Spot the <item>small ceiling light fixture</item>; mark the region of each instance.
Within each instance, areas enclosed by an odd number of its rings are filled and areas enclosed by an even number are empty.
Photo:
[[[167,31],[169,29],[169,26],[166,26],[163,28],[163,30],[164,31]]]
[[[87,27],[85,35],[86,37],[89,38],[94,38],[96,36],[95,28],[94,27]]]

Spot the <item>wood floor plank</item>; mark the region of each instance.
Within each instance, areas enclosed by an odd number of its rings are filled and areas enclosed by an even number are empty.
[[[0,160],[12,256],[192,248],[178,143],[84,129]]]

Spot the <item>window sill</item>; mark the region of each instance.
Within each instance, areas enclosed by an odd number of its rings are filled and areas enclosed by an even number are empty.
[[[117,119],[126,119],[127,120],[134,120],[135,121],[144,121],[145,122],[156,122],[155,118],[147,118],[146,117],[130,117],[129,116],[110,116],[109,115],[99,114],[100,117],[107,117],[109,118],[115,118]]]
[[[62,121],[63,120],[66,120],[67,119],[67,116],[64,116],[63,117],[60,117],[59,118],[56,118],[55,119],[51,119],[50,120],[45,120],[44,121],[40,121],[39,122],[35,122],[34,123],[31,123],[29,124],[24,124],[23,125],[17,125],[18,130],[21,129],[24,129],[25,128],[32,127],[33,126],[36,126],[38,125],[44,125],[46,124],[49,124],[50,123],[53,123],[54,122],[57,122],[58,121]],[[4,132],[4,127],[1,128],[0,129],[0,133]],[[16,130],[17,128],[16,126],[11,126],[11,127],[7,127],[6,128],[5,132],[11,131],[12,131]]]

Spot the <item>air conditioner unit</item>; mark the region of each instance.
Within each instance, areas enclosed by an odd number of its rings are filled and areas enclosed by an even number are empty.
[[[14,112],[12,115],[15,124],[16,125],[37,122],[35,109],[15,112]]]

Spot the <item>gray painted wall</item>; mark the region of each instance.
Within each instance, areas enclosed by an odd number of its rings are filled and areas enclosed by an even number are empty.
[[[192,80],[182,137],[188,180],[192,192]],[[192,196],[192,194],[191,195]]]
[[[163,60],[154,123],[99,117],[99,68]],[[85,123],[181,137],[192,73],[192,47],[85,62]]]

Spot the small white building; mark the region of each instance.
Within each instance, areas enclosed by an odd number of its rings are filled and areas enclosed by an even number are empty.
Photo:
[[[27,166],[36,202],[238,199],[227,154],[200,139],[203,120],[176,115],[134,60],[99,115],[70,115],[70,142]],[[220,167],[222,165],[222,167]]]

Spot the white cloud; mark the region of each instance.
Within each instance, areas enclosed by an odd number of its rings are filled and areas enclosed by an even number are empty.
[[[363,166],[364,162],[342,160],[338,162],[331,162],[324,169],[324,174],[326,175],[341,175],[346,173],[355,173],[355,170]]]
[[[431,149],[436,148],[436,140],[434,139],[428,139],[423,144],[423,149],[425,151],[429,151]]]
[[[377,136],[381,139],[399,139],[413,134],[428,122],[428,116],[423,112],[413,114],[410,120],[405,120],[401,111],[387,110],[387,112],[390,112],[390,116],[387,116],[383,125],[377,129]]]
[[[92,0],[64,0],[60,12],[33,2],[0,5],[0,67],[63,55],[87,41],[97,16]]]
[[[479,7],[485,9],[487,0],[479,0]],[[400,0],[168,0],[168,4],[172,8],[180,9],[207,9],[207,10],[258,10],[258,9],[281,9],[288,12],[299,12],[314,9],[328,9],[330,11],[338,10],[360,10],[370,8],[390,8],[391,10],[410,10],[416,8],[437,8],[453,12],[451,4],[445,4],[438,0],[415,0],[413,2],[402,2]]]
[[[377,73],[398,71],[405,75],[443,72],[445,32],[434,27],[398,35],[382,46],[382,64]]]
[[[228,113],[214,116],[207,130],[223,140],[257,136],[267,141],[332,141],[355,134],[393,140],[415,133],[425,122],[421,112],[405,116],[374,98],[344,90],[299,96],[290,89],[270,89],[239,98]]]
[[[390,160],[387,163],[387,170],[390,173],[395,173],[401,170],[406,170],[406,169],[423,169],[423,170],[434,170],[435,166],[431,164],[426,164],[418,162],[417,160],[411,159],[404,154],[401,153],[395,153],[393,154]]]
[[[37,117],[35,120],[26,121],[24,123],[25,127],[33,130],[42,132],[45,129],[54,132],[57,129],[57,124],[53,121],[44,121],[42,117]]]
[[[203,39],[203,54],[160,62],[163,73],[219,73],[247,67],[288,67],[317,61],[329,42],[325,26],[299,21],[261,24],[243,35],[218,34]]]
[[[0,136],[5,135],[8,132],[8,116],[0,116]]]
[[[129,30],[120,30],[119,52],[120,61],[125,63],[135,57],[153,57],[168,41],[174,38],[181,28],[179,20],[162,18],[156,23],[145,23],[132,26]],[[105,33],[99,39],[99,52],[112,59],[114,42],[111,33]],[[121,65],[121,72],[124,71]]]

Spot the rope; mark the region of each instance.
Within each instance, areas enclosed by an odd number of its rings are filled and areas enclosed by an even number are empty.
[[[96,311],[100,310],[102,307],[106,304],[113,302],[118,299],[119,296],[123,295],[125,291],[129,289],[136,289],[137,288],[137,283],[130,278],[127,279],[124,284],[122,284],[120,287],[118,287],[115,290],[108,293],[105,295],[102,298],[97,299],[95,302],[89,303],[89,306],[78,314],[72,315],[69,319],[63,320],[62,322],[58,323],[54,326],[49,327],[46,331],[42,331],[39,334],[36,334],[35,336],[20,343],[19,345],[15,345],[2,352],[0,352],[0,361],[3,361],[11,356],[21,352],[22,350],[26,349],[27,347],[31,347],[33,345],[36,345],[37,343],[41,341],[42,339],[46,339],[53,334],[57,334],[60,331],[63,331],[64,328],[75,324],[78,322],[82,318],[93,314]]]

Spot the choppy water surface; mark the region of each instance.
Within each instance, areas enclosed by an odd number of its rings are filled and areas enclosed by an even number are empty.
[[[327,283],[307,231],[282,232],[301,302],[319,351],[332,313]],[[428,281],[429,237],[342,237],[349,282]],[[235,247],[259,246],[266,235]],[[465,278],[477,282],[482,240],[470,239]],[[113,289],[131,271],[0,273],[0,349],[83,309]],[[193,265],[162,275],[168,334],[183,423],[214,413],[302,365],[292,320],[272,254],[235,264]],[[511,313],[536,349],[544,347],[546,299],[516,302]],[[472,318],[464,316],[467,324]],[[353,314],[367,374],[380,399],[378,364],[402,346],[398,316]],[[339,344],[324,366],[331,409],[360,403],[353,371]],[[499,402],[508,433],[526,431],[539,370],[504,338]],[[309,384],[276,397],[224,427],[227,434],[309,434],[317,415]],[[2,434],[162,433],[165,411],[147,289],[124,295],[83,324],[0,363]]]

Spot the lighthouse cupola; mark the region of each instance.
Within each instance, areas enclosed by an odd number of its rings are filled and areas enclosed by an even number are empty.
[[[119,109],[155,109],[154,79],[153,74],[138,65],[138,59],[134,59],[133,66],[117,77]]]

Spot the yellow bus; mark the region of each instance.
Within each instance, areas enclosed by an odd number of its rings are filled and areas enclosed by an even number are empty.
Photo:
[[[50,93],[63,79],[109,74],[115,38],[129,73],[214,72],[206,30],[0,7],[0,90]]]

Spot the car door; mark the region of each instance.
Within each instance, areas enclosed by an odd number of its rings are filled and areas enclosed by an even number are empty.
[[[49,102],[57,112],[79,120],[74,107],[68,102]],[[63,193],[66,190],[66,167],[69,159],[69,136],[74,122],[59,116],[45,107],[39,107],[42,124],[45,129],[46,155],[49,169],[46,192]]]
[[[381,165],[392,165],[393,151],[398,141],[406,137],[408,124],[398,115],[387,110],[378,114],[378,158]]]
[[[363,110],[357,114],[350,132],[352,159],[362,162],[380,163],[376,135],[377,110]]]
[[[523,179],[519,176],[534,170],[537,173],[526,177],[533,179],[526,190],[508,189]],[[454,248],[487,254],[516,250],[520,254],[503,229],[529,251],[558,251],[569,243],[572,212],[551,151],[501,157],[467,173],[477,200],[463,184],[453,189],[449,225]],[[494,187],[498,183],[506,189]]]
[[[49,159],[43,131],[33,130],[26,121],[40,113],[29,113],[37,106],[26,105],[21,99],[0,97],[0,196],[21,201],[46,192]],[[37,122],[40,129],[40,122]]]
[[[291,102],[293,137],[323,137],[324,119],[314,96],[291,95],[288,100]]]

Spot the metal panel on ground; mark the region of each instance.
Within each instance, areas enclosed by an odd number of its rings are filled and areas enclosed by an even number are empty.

────────────────────────────────────────

• Set exercise
Find the line that contains "Spot the yellow" in the listing above. Retype it and every line after it up to the last, exactly, and nothing else.

• Result of the exercise
Spot the yellow bus; mark the region of each instance.
Within each instance, areas enclosed by an odd number of its rings are filled and areas enclosed by an even number are empty.
Photo:
[[[50,93],[63,79],[109,74],[115,38],[129,73],[214,72],[206,30],[0,7],[0,90]]]

Spot the car door; mark the region of each instance.
Within each instance, areas enclosed by an odd number of its rings are filled and areas enclosed by an even number are empty.
[[[49,102],[57,112],[79,120],[74,107],[68,102]],[[63,193],[66,190],[66,167],[69,159],[69,136],[74,122],[59,116],[45,107],[39,107],[42,124],[45,129],[46,155],[49,169],[46,192]]]
[[[381,165],[392,165],[393,151],[398,141],[406,137],[408,124],[398,115],[387,110],[378,114],[378,158]]]
[[[363,110],[357,114],[350,132],[352,159],[362,162],[380,163],[376,135],[377,110]]]
[[[523,179],[519,176],[534,170],[537,173],[526,177],[533,179],[526,190],[508,189]],[[454,248],[487,254],[516,250],[520,254],[503,229],[529,251],[558,251],[569,243],[572,212],[551,151],[501,157],[467,173],[477,200],[463,184],[453,189],[449,225]],[[494,187],[498,183],[506,189]]]
[[[49,159],[43,131],[33,130],[26,121],[40,113],[29,113],[37,106],[26,105],[21,99],[0,97],[0,196],[21,201],[46,192]],[[37,122],[40,129],[40,122]]]
[[[291,102],[293,137],[323,137],[324,119],[314,96],[291,95],[288,100]]]

Spot the metal panel on ground; mark the region of each instance.
Within each instance, areas enclosed by an odd number of its rings are filled and areas enclosed by an even number are empty.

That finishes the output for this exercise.